### SOURCE DOCUMENT
☆ ☆ ☆ ☆ ☆

Childbirth (also called labour, birth, or parturition) is the process at the end of pregnancy by which a fetus leaves the mother's womb. It can be considered the opposite of death. Age is defined relative to this event in most cultures.
A typical human childbirth will begin the onset of the first stage of labour: contractions of the uterus, at first every 10-30 minutes and lasting about 40 seconds each, and the rupture of the amnion ("breaking of the water"). The contractions will accelerate until they happen every two minutes. Each contraction dilates the cervix until it reaches 10 centimetres (4") in width.
In the second stage of labour, the baby is expelled from the womb through the birth canal by both the uterine contractions and by powerful abdominal contractions ("bearing down"). The baby is most commonly born head-first. With difficulty, babies can be delivered in the "breech" position where the baby's rear is delivered first and the legs are folded onto the baby's body. Babies in a "footling breech" position should not be delivered via vaginal birth.
The last stage of labour occurs about a quarter to a half-hour after the baby is born; in this stage, the placenta or afterbirth is expelled.
Ocassionally, the head of a newborn infant may be covered with a thin, filmy membrane known as a caul. The caul is harmless and easily wiped away by the doctor or person assisting with the childbirth. In medieval times, a caul was seen as a sign of good fortune for the baby, and the caul was often impressed onto paper and stored away as an heirloom for the child.
The duration of labour varies wildly, but averages some 13 hours for women giving birth to their first child ("primiparae") and 8 hours for women who have already given birth.
Due to the relatively-large size of the human skull and the shape of the human pelvis forced by the erect posture, human childbirth is more difficult and painful for the mother than that of other mammals. A variety of anaesthetics have come into use to alleviate labour pains.
Complications occasionally arise during childbirth; this can require interventions such as Caesarian section. In the past, a great many women died during or shortly after childbirth (see puerperal fever) but modern medical techniques available in industrialized countries have greatly reduced this total.
The medical science of childbirth is obstetrics; a doctor who specializes in attending births is an obstetrician. A person who is not a doctor but who is specially trained to assist at births is a midwife.
Usually soon after birth the parents assign the infant its given names. They may have two sets of names in mind, one for if it is a boy, and one for if it is a girl.
Often people visit and bring a gift for the baby.

☆ ☆ ☆ ☆ ☆

### TASK TO COMPLETE
Name each stage of labor in the childbirth text and state what happens during it.

### INPUT DATA

☆ ☆ ☆ ☆ ☆

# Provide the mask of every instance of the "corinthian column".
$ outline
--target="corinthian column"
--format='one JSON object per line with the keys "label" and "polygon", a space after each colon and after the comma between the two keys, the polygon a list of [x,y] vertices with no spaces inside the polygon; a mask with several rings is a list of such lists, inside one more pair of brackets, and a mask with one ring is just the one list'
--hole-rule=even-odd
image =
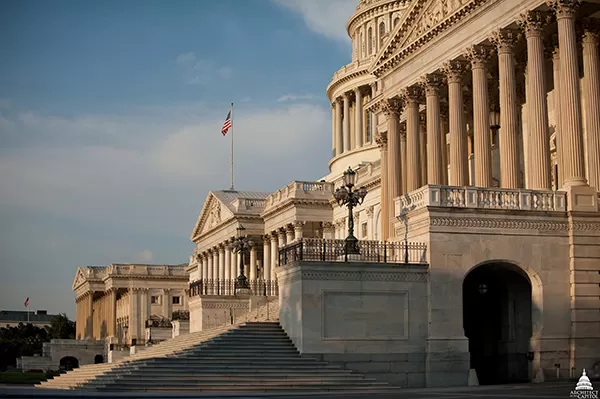
{"label": "corinthian column", "polygon": [[400,132],[400,194],[406,194],[406,171],[408,170],[406,166],[406,123],[398,124],[398,131]]}
{"label": "corinthian column", "polygon": [[375,142],[379,146],[381,151],[381,241],[387,241],[389,237],[389,215],[388,215],[388,203],[389,203],[389,179],[388,179],[388,142],[387,132],[377,133],[375,136]]}
{"label": "corinthian column", "polygon": [[[386,100],[382,104],[382,110],[385,113],[388,125],[388,198],[396,198],[401,193],[400,179],[402,171],[400,167],[400,131],[398,129],[401,109],[402,103],[396,98]],[[392,205],[389,203],[387,205],[388,209],[391,210]],[[393,212],[389,214],[389,217],[392,217],[392,214]]]}
{"label": "corinthian column", "polygon": [[[539,11],[522,15],[519,25],[527,38],[527,188],[549,190],[550,140],[544,75],[543,29],[549,16]],[[576,82],[576,84],[579,84]]]}
{"label": "corinthian column", "polygon": [[362,147],[362,137],[363,137],[363,132],[362,132],[362,116],[363,116],[363,98],[362,98],[362,92],[360,91],[360,87],[357,87],[356,89],[354,89],[354,115],[355,115],[355,122],[354,122],[354,146],[355,148],[360,148]]}
{"label": "corinthian column", "polygon": [[490,50],[485,46],[467,49],[473,74],[473,138],[475,148],[475,186],[491,187],[492,154],[490,153],[490,104],[488,99],[487,68]]}
{"label": "corinthian column", "polygon": [[598,73],[598,41],[600,22],[585,21],[583,35],[583,90],[585,93],[585,126],[587,133],[588,181],[600,191],[600,82]]}
{"label": "corinthian column", "polygon": [[344,152],[350,151],[350,96],[344,93]]}
{"label": "corinthian column", "polygon": [[335,153],[344,152],[344,138],[342,135],[342,103],[339,98],[335,100]]}
{"label": "corinthian column", "polygon": [[406,192],[418,189],[421,170],[419,168],[419,100],[421,88],[411,86],[402,91],[406,109]]}
{"label": "corinthian column", "polygon": [[469,165],[467,154],[467,132],[463,109],[462,77],[466,65],[458,60],[443,66],[448,80],[448,106],[450,129],[450,176],[451,186],[469,185]]}
{"label": "corinthian column", "polygon": [[[443,137],[440,119],[440,87],[442,78],[430,74],[422,79],[427,106],[427,183],[444,184]],[[423,182],[425,183],[425,182]]]}
{"label": "corinthian column", "polygon": [[335,157],[336,155],[336,134],[335,134],[335,103],[331,103],[331,156]]}
{"label": "corinthian column", "polygon": [[562,137],[565,134],[562,127],[563,108],[561,107],[562,98],[560,95],[560,50],[558,49],[558,37],[556,38],[557,43],[552,51],[552,80],[554,83],[554,90],[552,91],[552,97],[554,102],[554,138],[556,140],[556,164],[558,165],[558,176],[557,176],[557,189],[563,186],[564,178],[564,161],[563,161],[563,149]]}
{"label": "corinthian column", "polygon": [[519,145],[517,117],[517,85],[513,46],[518,33],[500,29],[492,35],[498,48],[500,80],[500,187],[519,187]]}

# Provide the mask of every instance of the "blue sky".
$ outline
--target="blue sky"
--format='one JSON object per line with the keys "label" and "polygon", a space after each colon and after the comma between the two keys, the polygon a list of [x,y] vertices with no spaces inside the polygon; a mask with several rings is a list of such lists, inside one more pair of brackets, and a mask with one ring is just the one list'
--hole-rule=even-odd
{"label": "blue sky", "polygon": [[209,190],[327,174],[355,0],[0,3],[0,308],[74,316],[77,266],[184,263]]}

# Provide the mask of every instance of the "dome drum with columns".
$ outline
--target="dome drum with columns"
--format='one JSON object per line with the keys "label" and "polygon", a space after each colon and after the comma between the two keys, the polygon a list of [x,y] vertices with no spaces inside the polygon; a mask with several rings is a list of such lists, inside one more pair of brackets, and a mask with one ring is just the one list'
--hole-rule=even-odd
{"label": "dome drum with columns", "polygon": [[[211,192],[191,236],[190,282],[237,275],[227,242],[242,224],[257,243],[246,275],[277,295],[280,251],[346,237],[348,209],[333,192],[351,166],[368,190],[354,209],[356,237],[426,248],[427,311],[413,315],[426,320],[427,366],[415,386],[466,384],[470,368],[485,379],[485,345],[522,379],[554,378],[557,363],[567,374],[591,367],[600,359],[599,17],[596,0],[360,1],[346,26],[352,60],[326,90],[330,173],[275,193]],[[503,323],[485,345],[491,335],[469,324],[485,329],[481,312],[469,313],[483,302],[471,306],[465,291],[484,269],[522,279],[492,278],[508,288],[504,307],[484,312]],[[231,287],[198,295],[215,294]],[[444,367],[452,371],[434,371]]]}

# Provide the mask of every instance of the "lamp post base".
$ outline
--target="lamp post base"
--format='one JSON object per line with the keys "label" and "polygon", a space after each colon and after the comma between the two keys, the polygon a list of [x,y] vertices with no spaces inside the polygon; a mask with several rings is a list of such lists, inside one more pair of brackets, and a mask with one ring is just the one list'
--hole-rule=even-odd
{"label": "lamp post base", "polygon": [[353,235],[346,237],[344,247],[344,250],[347,255],[360,254],[360,249],[358,248],[358,238],[354,237]]}

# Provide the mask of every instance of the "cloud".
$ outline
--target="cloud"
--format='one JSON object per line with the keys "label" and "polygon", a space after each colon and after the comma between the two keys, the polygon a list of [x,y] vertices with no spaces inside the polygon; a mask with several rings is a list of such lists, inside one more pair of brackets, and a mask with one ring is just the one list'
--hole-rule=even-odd
{"label": "cloud", "polygon": [[231,78],[233,69],[227,65],[218,65],[214,60],[198,58],[195,53],[179,54],[175,62],[182,69],[188,84],[206,85],[216,78]]}
{"label": "cloud", "polygon": [[312,94],[284,94],[277,99],[277,102],[294,102],[294,101],[305,101],[312,100],[315,98]]}
{"label": "cloud", "polygon": [[302,16],[313,32],[350,44],[346,23],[356,11],[357,0],[272,0]]}
{"label": "cloud", "polygon": [[140,263],[149,263],[150,261],[152,261],[152,251],[145,249],[143,251],[138,252],[135,255],[135,260],[136,262]]}

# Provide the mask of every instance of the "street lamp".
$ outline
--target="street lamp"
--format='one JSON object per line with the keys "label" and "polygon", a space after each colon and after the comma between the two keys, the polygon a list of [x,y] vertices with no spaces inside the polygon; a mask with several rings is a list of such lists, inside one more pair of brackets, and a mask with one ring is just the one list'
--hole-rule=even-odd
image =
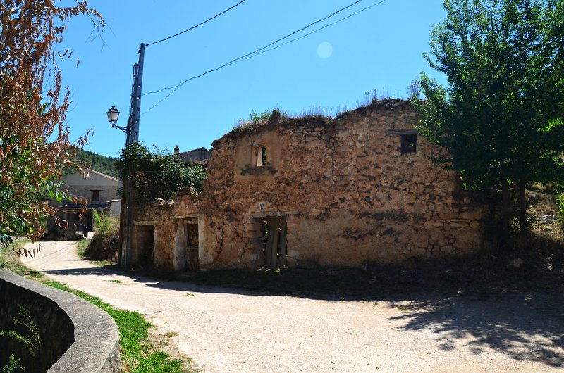
{"label": "street lamp", "polygon": [[110,123],[115,125],[119,118],[119,110],[116,108],[116,106],[112,105],[111,108],[108,110],[106,114],[108,115],[108,120],[109,120]]}
{"label": "street lamp", "polygon": [[110,108],[110,110],[109,110],[106,114],[108,115],[108,121],[111,125],[111,127],[114,128],[118,128],[126,134],[129,134],[129,127],[116,125],[116,122],[118,121],[118,118],[119,118],[119,110],[116,108],[116,106],[112,105],[111,108]]}

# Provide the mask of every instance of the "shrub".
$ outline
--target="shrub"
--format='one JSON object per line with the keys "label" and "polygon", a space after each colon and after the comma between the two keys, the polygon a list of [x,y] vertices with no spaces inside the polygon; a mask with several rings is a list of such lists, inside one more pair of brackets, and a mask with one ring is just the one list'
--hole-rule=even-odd
{"label": "shrub", "polygon": [[556,213],[558,214],[560,222],[564,224],[564,193],[556,195]]}
{"label": "shrub", "polygon": [[116,260],[119,245],[119,217],[92,211],[95,233],[85,255],[99,260]]}

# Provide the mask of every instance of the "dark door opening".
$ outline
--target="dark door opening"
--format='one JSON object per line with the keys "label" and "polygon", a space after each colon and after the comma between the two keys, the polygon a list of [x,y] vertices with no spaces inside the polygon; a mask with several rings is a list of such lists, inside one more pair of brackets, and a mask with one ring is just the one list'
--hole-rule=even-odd
{"label": "dark door opening", "polygon": [[153,225],[137,226],[139,264],[145,267],[154,266],[154,229]]}
{"label": "dark door opening", "polygon": [[266,216],[262,218],[261,233],[264,251],[264,267],[286,267],[288,265],[286,217]]}
{"label": "dark door opening", "polygon": [[197,272],[200,270],[197,218],[194,220],[188,220],[186,222],[185,231],[186,232],[186,268],[190,272]]}

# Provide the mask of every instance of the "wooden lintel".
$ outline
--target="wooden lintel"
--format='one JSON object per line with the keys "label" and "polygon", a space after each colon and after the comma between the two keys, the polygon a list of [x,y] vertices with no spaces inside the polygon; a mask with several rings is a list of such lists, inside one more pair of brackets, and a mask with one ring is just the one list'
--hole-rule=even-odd
{"label": "wooden lintel", "polygon": [[159,225],[161,222],[159,220],[140,220],[133,222],[135,225]]}
{"label": "wooden lintel", "polygon": [[389,129],[386,134],[416,134],[417,129]]}
{"label": "wooden lintel", "polygon": [[288,216],[290,215],[300,215],[298,211],[259,211],[252,213],[253,217],[266,217],[267,216]]}
{"label": "wooden lintel", "polygon": [[198,217],[199,216],[200,216],[200,214],[197,213],[195,214],[188,214],[188,215],[183,215],[175,216],[174,218],[175,219],[190,219],[190,217]]}

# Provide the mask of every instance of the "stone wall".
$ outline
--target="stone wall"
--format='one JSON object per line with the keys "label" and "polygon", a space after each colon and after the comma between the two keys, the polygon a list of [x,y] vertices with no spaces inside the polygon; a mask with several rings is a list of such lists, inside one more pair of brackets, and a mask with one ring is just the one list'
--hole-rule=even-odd
{"label": "stone wall", "polygon": [[[0,330],[29,330],[14,326],[20,306],[30,314],[39,333],[38,349],[30,350],[13,339],[0,337],[0,367],[10,354],[25,372],[106,373],[121,371],[119,333],[101,309],[70,293],[0,269]],[[27,321],[26,321],[27,323]]]}
{"label": "stone wall", "polygon": [[290,267],[474,252],[482,206],[431,163],[439,149],[417,136],[416,122],[400,100],[336,119],[274,115],[214,143],[204,193],[183,192],[136,220],[158,222],[155,263],[176,269],[179,222],[188,216],[198,219],[203,269],[264,265],[264,223],[276,217]]}

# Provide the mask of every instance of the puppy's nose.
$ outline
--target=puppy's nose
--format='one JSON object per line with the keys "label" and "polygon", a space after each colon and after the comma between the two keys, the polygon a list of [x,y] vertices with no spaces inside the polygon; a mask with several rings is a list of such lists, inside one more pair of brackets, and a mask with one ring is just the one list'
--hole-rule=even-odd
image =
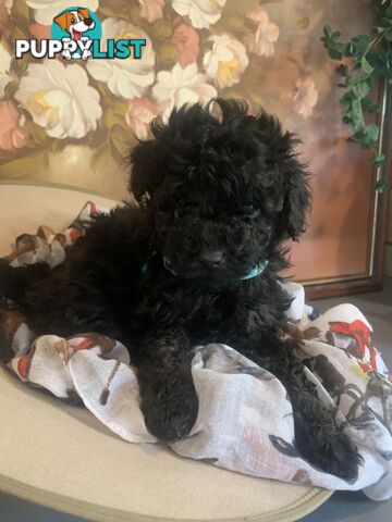
{"label": "puppy's nose", "polygon": [[216,269],[222,264],[223,252],[221,250],[205,250],[199,254],[199,261],[205,266]]}

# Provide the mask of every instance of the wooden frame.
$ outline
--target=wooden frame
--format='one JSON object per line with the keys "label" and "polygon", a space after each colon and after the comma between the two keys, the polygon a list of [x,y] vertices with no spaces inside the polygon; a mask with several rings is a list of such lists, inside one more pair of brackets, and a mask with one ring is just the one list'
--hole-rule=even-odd
{"label": "wooden frame", "polygon": [[[391,88],[385,82],[380,92],[380,123],[381,132],[378,144],[378,151],[387,157],[384,172],[391,179],[392,171],[392,133],[388,128],[388,122],[392,116]],[[381,177],[381,169],[375,169],[375,182]],[[375,191],[373,213],[371,224],[371,244],[369,252],[368,273],[364,275],[351,275],[326,278],[319,282],[299,282],[305,286],[306,296],[309,299],[320,299],[348,294],[376,291],[382,289],[387,220],[388,220],[389,190],[384,192]]]}

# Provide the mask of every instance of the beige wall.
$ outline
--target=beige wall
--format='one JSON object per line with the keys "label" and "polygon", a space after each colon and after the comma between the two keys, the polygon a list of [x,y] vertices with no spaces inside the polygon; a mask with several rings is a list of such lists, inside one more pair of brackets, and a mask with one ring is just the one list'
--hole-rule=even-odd
{"label": "beige wall", "polygon": [[[72,3],[72,2],[71,2]],[[293,246],[298,278],[365,273],[372,172],[347,144],[335,64],[320,37],[367,30],[368,0],[85,0],[103,37],[146,37],[140,61],[12,61],[15,37],[48,37],[69,2],[0,3],[0,178],[49,181],[125,196],[122,158],[173,102],[220,94],[262,104],[304,141],[315,192],[309,229]],[[188,15],[186,14],[188,13]],[[70,121],[72,120],[72,123]]]}

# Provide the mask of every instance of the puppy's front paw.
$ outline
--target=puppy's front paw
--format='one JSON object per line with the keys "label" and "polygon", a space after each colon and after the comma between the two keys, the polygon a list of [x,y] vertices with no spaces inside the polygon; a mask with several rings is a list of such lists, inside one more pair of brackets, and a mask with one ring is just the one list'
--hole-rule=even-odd
{"label": "puppy's front paw", "polygon": [[314,433],[311,437],[303,436],[302,442],[308,438],[307,443],[297,445],[297,449],[310,463],[323,472],[354,484],[363,459],[347,435],[338,426],[331,432]]}
{"label": "puppy's front paw", "polygon": [[191,376],[170,383],[143,386],[142,411],[146,427],[162,442],[172,443],[187,435],[194,426],[198,401]]}

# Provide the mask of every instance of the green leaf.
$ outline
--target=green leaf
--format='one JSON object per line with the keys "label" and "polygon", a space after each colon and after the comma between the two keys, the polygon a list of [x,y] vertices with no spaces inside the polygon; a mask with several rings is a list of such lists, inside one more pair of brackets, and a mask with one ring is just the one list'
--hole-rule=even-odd
{"label": "green leaf", "polygon": [[109,138],[112,156],[118,161],[122,161],[131,148],[131,132],[128,129],[124,129],[120,125],[114,125],[109,133]]}
{"label": "green leaf", "polygon": [[336,72],[342,76],[348,76],[348,67],[347,65],[343,65],[343,63],[336,67]]}
{"label": "green leaf", "polygon": [[379,179],[376,184],[375,184],[375,190],[377,190],[378,192],[384,192],[390,186],[390,183],[388,179]]}
{"label": "green leaf", "polygon": [[370,149],[377,144],[379,133],[379,127],[375,124],[370,124],[353,134],[352,139],[360,144],[364,149]]}
{"label": "green leaf", "polygon": [[377,154],[371,159],[371,163],[375,166],[383,166],[385,164],[387,158],[384,154]]}
{"label": "green leaf", "polygon": [[365,74],[371,74],[375,71],[375,67],[370,65],[365,57],[360,59],[360,65]]}

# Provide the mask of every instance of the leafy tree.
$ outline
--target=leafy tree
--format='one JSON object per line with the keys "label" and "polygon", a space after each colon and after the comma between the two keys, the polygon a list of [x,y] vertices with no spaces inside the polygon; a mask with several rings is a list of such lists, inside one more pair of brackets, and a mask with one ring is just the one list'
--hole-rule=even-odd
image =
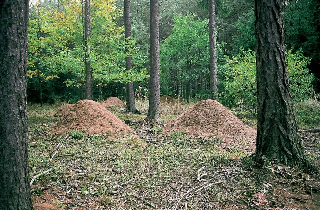
{"label": "leafy tree", "polygon": [[218,92],[217,69],[215,0],[209,0],[209,43],[210,51],[210,98],[215,99]]}
{"label": "leafy tree", "polygon": [[28,18],[28,1],[0,2],[0,203],[6,210],[32,209],[26,92]]}
{"label": "leafy tree", "polygon": [[[130,39],[131,36],[130,0],[124,0],[125,36]],[[128,51],[128,48],[126,50]],[[132,69],[132,58],[129,55],[125,58],[125,67],[127,70]],[[127,82],[126,86],[126,110],[133,113],[139,113],[136,109],[134,92],[133,82]]]}
{"label": "leafy tree", "polygon": [[[58,81],[64,81],[69,93],[71,88],[81,89],[79,99],[83,98],[84,93],[86,61],[90,63],[93,84],[119,81],[124,83],[140,81],[148,76],[144,66],[145,57],[135,47],[135,40],[124,40],[123,27],[118,26],[115,21],[121,16],[122,11],[114,6],[114,2],[91,1],[92,27],[89,42],[84,41],[83,1],[63,1],[60,5],[63,9],[60,10],[54,7],[41,7],[39,41],[36,36],[37,13],[34,12],[30,20],[30,22],[35,22],[30,25],[31,29],[34,28],[34,31],[31,35],[34,35],[30,37],[29,49],[31,54],[34,54],[34,56],[31,58],[33,60],[29,60],[28,75],[32,76],[32,71],[36,69],[35,60],[38,61],[43,84],[48,77],[54,79],[52,80],[51,86],[48,84],[48,89],[52,88],[52,84],[59,84],[57,83]],[[33,31],[31,29],[30,31]],[[86,51],[87,43],[90,47],[89,54]],[[41,55],[37,51],[40,50],[35,47],[38,45],[41,48]],[[126,48],[128,50],[126,51]],[[86,55],[88,59],[85,58]],[[129,56],[132,56],[133,68],[126,71],[124,61]],[[60,84],[60,86],[63,84]],[[100,89],[101,86],[98,86]]]}
{"label": "leafy tree", "polygon": [[[176,83],[185,84],[187,100],[191,96],[192,81],[209,73],[208,21],[200,18],[195,20],[196,17],[192,14],[175,16],[171,34],[161,49],[163,82],[172,78]],[[218,57],[222,54],[221,45],[217,43]]]}
{"label": "leafy tree", "polygon": [[[250,50],[237,56],[226,58],[223,75],[224,91],[222,94],[224,103],[238,106],[252,115],[256,113],[257,90],[255,54]],[[286,53],[291,92],[293,98],[305,98],[312,90],[313,74],[307,67],[310,59],[300,51]]]}
{"label": "leafy tree", "polygon": [[92,74],[90,58],[90,36],[91,34],[90,23],[90,0],[84,0],[84,45],[85,46],[84,63],[85,66],[85,98],[91,99]]}

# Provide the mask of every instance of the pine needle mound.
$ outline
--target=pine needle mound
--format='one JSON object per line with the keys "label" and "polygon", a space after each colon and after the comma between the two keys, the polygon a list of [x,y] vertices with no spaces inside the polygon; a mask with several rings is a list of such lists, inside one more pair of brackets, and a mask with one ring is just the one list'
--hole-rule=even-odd
{"label": "pine needle mound", "polygon": [[163,96],[160,97],[160,101],[166,103],[173,103],[174,98],[170,96]]}
{"label": "pine needle mound", "polygon": [[73,110],[74,105],[74,104],[64,104],[50,114],[50,115],[52,116],[62,117],[66,114],[68,114]]}
{"label": "pine needle mound", "polygon": [[69,114],[65,115],[49,129],[50,132],[57,136],[66,135],[72,130],[84,131],[88,135],[132,131],[100,104],[87,99],[76,103]]}
{"label": "pine needle mound", "polygon": [[214,137],[222,143],[244,150],[255,147],[256,131],[246,125],[220,103],[203,100],[168,123],[165,133],[185,131],[194,137]]}
{"label": "pine needle mound", "polygon": [[109,108],[116,106],[124,105],[124,103],[116,97],[112,97],[108,98],[101,104],[106,108]]}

☆ ☆ ☆ ☆ ☆

### RESPONSE AREA
First stage: The uterus contracts, at first every 10-30 minutes for about 40 seconds each, and the amnion ruptures ("breaking of the water"). The contractions speed up until they come every two minutes, and each one dilates the cervix until it is 10 centimeters (4") wide.
Second stage: The uterine contractions and powerful abdominal contractions ("bearing down") push the baby out of the womb through the birth canal.
Last stage: About a quarter to a half-hour after the baby is born, the placenta, or afterbirth, is expelled.